WRITTEN PROBLEM: Exactly repeat the material, dropping only the pictures.

DATA FOR THIS TASK:
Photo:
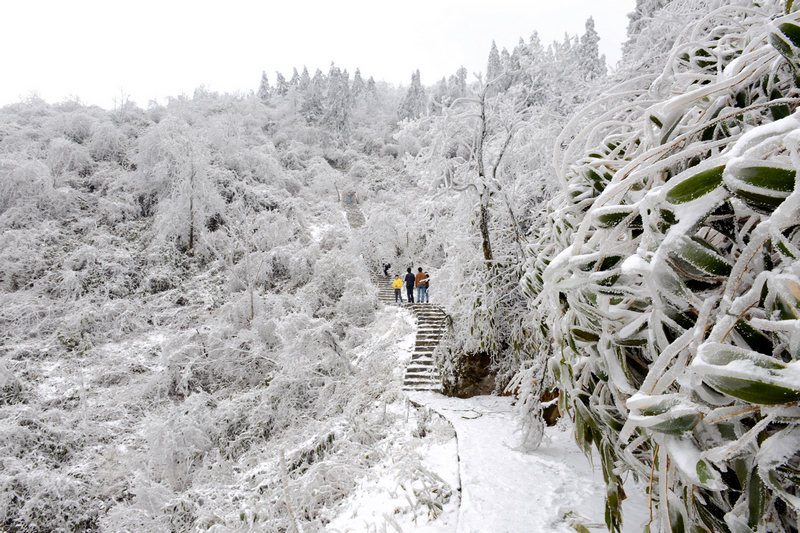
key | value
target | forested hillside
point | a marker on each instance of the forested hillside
(186, 318)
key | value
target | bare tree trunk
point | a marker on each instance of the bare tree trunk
(484, 226)
(484, 193)
(191, 206)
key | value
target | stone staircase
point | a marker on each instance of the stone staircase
(421, 373)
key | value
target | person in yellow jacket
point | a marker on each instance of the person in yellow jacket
(397, 284)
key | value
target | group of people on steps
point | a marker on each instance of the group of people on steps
(420, 281)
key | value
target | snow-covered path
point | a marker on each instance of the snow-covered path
(506, 491)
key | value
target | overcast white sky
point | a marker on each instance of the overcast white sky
(97, 50)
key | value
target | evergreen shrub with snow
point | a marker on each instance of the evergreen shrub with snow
(668, 278)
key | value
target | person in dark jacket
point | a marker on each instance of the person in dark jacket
(421, 283)
(409, 279)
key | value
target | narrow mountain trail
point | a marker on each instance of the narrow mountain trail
(502, 489)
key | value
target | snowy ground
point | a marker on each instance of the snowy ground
(466, 464)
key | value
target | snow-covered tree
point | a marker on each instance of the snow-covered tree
(415, 101)
(664, 281)
(264, 90)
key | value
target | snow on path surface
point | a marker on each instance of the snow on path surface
(506, 491)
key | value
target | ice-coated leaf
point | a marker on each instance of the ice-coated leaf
(703, 257)
(756, 499)
(696, 185)
(611, 217)
(747, 375)
(762, 186)
(786, 39)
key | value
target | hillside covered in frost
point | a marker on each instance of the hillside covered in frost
(190, 340)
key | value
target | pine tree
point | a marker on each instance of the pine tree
(281, 87)
(264, 89)
(337, 114)
(359, 87)
(494, 67)
(591, 62)
(313, 106)
(305, 80)
(413, 104)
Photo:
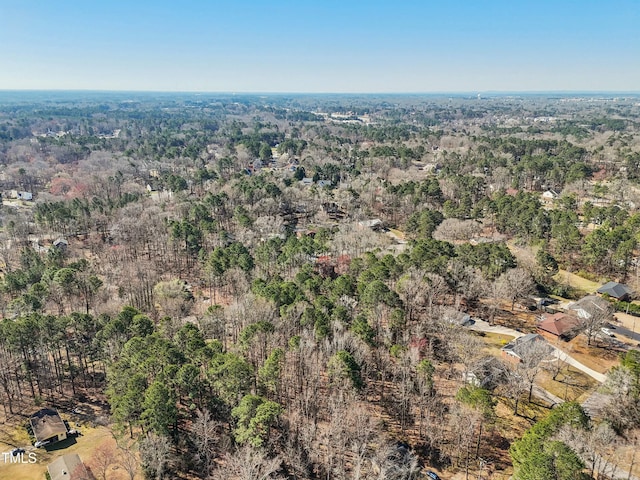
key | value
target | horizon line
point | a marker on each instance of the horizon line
(274, 93)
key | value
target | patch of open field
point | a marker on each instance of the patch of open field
(570, 384)
(597, 356)
(576, 281)
(85, 445)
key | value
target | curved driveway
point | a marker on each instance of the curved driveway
(482, 326)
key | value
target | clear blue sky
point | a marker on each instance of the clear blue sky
(321, 45)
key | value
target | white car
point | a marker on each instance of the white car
(607, 332)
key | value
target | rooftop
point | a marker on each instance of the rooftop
(47, 423)
(68, 467)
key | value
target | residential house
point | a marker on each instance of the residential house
(559, 326)
(68, 467)
(550, 195)
(48, 426)
(616, 290)
(587, 306)
(516, 348)
(374, 224)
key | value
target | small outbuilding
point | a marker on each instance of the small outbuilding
(616, 290)
(68, 467)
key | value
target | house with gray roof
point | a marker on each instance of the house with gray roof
(616, 290)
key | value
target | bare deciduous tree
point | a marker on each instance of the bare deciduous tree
(515, 283)
(103, 457)
(248, 464)
(155, 452)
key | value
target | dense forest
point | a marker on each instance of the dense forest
(281, 286)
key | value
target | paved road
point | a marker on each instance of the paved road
(482, 326)
(620, 330)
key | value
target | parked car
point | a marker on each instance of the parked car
(607, 332)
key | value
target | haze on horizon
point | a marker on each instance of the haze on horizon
(321, 47)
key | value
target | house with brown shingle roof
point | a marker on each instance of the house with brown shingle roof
(48, 426)
(559, 325)
(68, 467)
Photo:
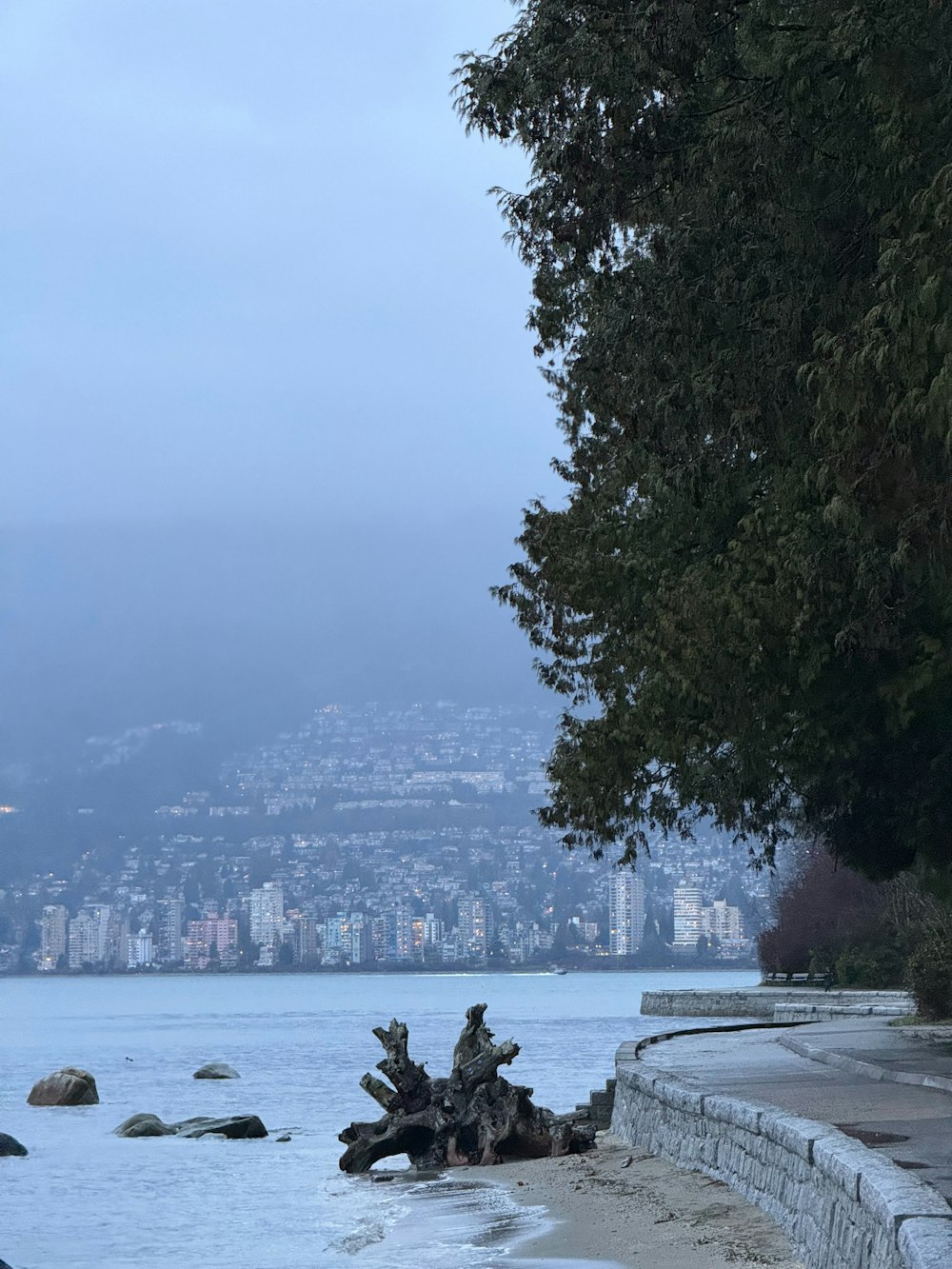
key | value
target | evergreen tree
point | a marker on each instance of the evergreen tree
(738, 225)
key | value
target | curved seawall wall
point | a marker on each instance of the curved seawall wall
(842, 1206)
(762, 1001)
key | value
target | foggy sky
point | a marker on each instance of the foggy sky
(269, 406)
(250, 268)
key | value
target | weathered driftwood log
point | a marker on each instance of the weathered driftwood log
(474, 1117)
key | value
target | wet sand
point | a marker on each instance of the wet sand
(645, 1214)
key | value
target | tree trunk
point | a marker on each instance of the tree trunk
(472, 1117)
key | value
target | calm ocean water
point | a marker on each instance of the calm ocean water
(87, 1200)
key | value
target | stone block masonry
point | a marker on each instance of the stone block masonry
(841, 1204)
(764, 1001)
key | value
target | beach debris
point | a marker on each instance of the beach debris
(472, 1117)
(69, 1086)
(216, 1071)
(236, 1127)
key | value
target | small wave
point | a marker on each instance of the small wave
(364, 1237)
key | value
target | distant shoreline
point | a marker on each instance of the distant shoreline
(383, 971)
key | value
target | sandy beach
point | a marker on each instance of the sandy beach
(645, 1212)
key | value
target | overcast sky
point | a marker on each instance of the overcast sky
(250, 267)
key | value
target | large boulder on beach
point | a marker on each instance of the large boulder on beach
(69, 1086)
(235, 1127)
(216, 1071)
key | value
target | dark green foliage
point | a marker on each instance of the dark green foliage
(738, 224)
(929, 978)
(829, 917)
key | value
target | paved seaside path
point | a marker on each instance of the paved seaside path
(890, 1089)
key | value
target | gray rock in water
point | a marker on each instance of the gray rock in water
(69, 1086)
(216, 1071)
(235, 1127)
(145, 1126)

TASK ANSWER:
Photo:
key | value
target | forested hillside
point | a marker on each instance of the forested hillside
(186, 318)
key | value
target | bare tree trunk
point | a marker on each instance of the bare tree trunk
(484, 226)
(484, 193)
(191, 206)
key | value
target | stone staircase
point | a marker on each instance of the stone staircase
(421, 373)
key | value
target | person in yellow jacket
point | a marker on each instance of the person in yellow jacket
(397, 284)
key | value
target | group of people on steps
point | a marker on each instance of the group of people on steps
(420, 281)
key | value
target | snow-covered path
point | a marker on each instance of the snow-covered path
(506, 491)
key | value
target | overcast white sky
point | a marker on each instance of the overcast white sky
(97, 50)
key | value
target | evergreen shrub with snow
point | a marker on each instance of the evergreen shrub with snow
(668, 278)
key | value
target | person in dark jacket
point | a marker on each instance of the person in dark jacket
(421, 283)
(409, 279)
key | value
target | narrow mountain trail
point | a marker on each instance of the narrow mountain trail
(502, 489)
key | value
target | snowy ground
point | a marker on each instance of the snowy ground
(466, 464)
key | value
target | snow-covered tree
point | a marker on each instance of the snow-covered tree
(415, 101)
(664, 281)
(264, 90)
key | value
target | snow on path surface
point | a marker on each instance of the snow on path surface
(506, 491)
key | value
target | ice-coated leaf
point | a marker on each instance of the ice-coated leaf
(703, 257)
(756, 499)
(696, 185)
(611, 217)
(747, 375)
(762, 186)
(786, 39)
key | value
target | hillside covered in frost
point | a marker on each instance of the hillside covered in frost
(190, 340)
key | value
target | pine tree
point | a marker on each instance of the pine tree
(281, 87)
(264, 89)
(337, 114)
(359, 87)
(494, 67)
(591, 62)
(313, 106)
(305, 80)
(413, 104)
Photo:
key | value
target | horizon line
point | a marker on each instance of the horizon line
(274, 93)
key | value
target | patch of open field
point | a marker on each instance of the patch of open field
(570, 384)
(597, 356)
(576, 281)
(85, 445)
key | value
target | curved driveway
point | a marker on each instance of the curved driveway
(482, 326)
key | value
target | clear blue sky
point | a marker on each instance of the clear blue sky
(321, 45)
key | value
target | white car
point | a marker on each instance of the white car
(607, 332)
key | value
target | rooftop
point | a marker on each instance of the rooftop
(47, 423)
(68, 467)
key | value
target | residential house
point | a marker on each instance of the residential house
(559, 326)
(68, 467)
(550, 195)
(48, 426)
(616, 290)
(587, 306)
(516, 348)
(374, 224)
key | value
target | small outbuilding
point | a marker on each instance of the small outbuilding
(616, 290)
(68, 467)
key | value
target | house with gray roof
point | a marker on each instance of the house with gray roof
(616, 290)
key | value
target | bare deciduous tree
point | a marker on each instance of the bare deciduous tree
(515, 283)
(103, 457)
(248, 464)
(155, 452)
key | value
target | dense forest
point | a marker on each instance of the dense forest
(281, 286)
key | value
target | paved road
point | a marker on each instance of the paved road
(482, 326)
(620, 330)
key | value
target | parked car
point | a marker on each instance of the parked car
(607, 332)
key | value
target | haze on horizon
point | a marker on each instance of the haze on horizon
(321, 47)
key | value
target | house with brown shingle roof
point | a marker on each instance of the house with brown shingle roof
(48, 426)
(559, 325)
(68, 467)
Photo:
key | value
target | evergreen tree
point | a marker on each instance of the evergreen tree
(738, 225)
key | value
target | curved seawall wall
point | a marker on each instance of the curved seawall wall
(842, 1206)
(762, 1001)
key | value
target | foggy sky
point | a marker on each instance of the foggy sky
(269, 406)
(250, 268)
key | value
target | weathered driftwood log
point | a marker on each instance of the weathered driftwood log
(474, 1117)
key | value
target | wet sand
point | a marker on each instance of the wet sand
(645, 1214)
key | value
target | tree trunk
point | a marker on each instance of the tree trunk
(472, 1117)
key | value
target | calm ocean water
point | a marker on each instance of the calm ocean water
(87, 1200)
key | value
target | stone block masonry
point | a marker on each instance of the stone block masonry
(841, 1204)
(764, 1001)
key | value
target | beach debris
point | a marker on each instance of the beach debris
(472, 1117)
(69, 1086)
(216, 1071)
(236, 1127)
key | value
target | small wave
point | a marker on each instance of the small wave
(364, 1237)
key | value
target | distant shoreline
point | a marker on each instance of the distant shoreline
(383, 971)
key | value
target | sandy beach
point | a marker on each instance of the sandy beach
(645, 1212)
key | value
target | overcast sky
point | a marker on each instance of the overcast sky
(250, 267)
key | value
target | large boulder on beach
point | a marker on each instance of the large boulder on beach
(69, 1086)
(235, 1127)
(216, 1071)
key | value
target | dark green foliage
point | a marker on each instance of the dark green foliage
(738, 224)
(929, 978)
(829, 917)
key | value
target | paved seaside path
point | a marker on each instance of the paved seaside path
(890, 1089)
key | value
target | gray rock in water
point | a marker on each instance of the gray rock in water
(69, 1086)
(216, 1071)
(235, 1127)
(145, 1126)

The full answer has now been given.